[Dataset rows on where objects appear]
▼▼▼
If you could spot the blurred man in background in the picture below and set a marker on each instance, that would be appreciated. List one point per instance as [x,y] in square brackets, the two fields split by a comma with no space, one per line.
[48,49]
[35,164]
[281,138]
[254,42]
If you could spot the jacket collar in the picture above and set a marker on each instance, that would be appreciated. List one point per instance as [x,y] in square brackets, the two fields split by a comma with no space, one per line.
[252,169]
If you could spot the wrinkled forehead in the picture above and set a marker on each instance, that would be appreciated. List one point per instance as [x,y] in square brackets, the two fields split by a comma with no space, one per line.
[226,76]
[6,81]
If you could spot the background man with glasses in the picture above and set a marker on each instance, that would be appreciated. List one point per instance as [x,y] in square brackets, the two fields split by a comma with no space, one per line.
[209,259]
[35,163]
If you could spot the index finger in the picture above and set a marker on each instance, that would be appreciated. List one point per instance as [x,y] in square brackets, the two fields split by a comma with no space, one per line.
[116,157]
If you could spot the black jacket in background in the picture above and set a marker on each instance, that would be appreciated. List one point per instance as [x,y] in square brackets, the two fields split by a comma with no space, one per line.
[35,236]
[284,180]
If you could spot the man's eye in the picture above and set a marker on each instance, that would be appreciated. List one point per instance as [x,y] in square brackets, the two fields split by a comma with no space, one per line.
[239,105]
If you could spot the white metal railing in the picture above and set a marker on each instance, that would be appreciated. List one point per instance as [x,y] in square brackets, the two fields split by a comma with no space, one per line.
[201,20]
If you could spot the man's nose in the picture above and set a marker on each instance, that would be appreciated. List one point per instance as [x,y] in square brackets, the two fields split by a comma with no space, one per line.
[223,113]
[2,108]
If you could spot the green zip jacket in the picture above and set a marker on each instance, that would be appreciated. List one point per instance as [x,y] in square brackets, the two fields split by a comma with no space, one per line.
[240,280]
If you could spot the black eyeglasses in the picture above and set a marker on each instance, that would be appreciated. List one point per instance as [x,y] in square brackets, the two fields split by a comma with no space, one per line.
▲▲▲
▶ WHAT THE TASK ASKS
Extract all of the data exactly as written.

▶ OUTPUT BELOW
If you could spot the blurred man in background in the picture below and set a marker on each instance, that would be appreciated. List one point per instance as [x,y] in square brackets, the two fields split by a comma with no space, one per line.
[48,49]
[35,164]
[281,138]
[254,42]
If you could spot the jacket collar in the picture above and set a marker on each instance, that would be appreciated. List one point per instance as [x,y] in square brackets, the two fields split by a comma with no space, one per line.
[252,169]
If you could spot the wrinkled forehead in the picture above and set a marker on each instance, that would be appreciated. List one point per instance as [x,y] in square brackets, the two fields split by a comma with no space, one per line.
[226,76]
[6,81]
If you could spot the background man with glasses in the picture above and set a marker on each instance, that would be appreciated. List one point per instance as [x,y] in square brackets, the two fields split by a comma with no space, one per line.
[209,259]
[35,163]
If you could spot the index finger in the picture above and set a marker on each instance, that would be appreciated. List one point per instance as [x,y] in square brackets, the two fields split by a comma with no space, one per line.
[116,157]
If you could spot the black jacket in background in the picture above and set a marker on each instance, that would be appreciated. List one point per instance as [x,y] in square brackets, the two fields split by a comma with no space, one per line.
[35,236]
[284,180]
If you could spot the man's eye in the picture above and set a marker on each instance, that would be appreciated. List one point per instance as [x,y] in square brackets, the two fields split by a comma with no space, one per line.
[239,105]
If you could spot the white metal railing in the picture above and set a marker on each instance, that would be appreciated. List one point per instance as [x,y] in square brackets, the two fields split by a comma with no space, one per line.
[201,20]
If you could spot the man's nose in the picture above and set a marker on each instance, that would be appreciated. List one point per instance as [x,y] in square brackets, the two fields split by a comma with no space, one per line.
[223,113]
[2,108]
If you could spot the green zip jacket in the picture above and set a marker on each instance, that would be appreciated. List one point per instance as [x,y] in square brackets, the two fields split by a comma with no space, one per line.
[240,280]
If you could spot the black eyeglasses in the picture above and set a marker on each instance, that would be appreciated. List one point per instance as [x,y] in square brackets, the two fields split by a comma with no space, one per line.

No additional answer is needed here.